-- Opening Marker --

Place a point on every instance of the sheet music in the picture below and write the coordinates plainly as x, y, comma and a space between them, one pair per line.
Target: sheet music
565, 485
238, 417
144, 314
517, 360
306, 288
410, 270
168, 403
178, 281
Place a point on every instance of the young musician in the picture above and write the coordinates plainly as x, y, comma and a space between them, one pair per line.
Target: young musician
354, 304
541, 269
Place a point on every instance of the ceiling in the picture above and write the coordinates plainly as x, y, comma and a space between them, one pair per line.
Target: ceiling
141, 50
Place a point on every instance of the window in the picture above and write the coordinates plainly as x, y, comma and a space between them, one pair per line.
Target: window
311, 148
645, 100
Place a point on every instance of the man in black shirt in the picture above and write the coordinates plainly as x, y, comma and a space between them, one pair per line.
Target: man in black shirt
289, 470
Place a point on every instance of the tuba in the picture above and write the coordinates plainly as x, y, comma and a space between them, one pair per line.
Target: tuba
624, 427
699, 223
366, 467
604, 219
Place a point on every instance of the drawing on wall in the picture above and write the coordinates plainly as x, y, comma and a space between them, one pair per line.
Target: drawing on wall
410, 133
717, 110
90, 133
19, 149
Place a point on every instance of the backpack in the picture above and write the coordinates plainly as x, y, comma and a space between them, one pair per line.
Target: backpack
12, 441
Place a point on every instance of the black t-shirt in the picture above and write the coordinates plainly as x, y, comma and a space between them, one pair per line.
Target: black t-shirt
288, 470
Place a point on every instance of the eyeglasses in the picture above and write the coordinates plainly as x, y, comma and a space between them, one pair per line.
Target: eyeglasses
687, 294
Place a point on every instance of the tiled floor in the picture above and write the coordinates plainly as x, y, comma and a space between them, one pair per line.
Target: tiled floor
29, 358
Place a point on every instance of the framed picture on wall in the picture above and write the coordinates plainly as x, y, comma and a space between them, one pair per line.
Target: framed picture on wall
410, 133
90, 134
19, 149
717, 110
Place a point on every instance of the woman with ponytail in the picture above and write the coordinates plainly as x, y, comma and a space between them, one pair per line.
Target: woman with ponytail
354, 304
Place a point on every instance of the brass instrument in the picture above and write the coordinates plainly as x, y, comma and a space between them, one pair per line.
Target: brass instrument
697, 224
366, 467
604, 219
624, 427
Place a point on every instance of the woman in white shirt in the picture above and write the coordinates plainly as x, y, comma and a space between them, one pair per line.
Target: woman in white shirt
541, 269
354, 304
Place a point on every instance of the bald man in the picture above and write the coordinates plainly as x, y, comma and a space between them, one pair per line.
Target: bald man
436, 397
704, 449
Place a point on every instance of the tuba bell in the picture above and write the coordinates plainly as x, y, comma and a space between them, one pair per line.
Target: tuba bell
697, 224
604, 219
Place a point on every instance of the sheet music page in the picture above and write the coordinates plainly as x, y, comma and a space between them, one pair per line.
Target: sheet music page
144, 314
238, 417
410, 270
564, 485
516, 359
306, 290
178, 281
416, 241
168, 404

-- Closing Marker --

### About this task
Exact copies of the lines from the one with "Target: brass instrument" through the final line of the listing should be returned, and no other lines.

### Output for this task
Target: brass instrument
697, 224
366, 467
604, 219
624, 427
Place a point on every instance of the woman in white shirt in the picture above and write the coordinates plainly as x, y, comma and a space between them, one pair per line.
Target: woman in white shirt
541, 269
354, 304
Place a point on every instance of the bald man in the picture above and write the coordinates plainly as x, y, comma and a space between them, one pair per line.
Target: bald man
436, 397
704, 449
Place a point on every instance of the tuba bell in the picture above and write the coordinates plainly as x, y, comma and a space between them, one pair per line.
Target: tuba bell
697, 224
604, 219
Place a point on every instance of the sheet music page in the picture above and write the coordinates plainly as x, y, comma and a space between them, one pair per line.
Target: sheet music page
144, 314
238, 417
410, 270
564, 485
516, 359
306, 290
178, 281
416, 241
168, 404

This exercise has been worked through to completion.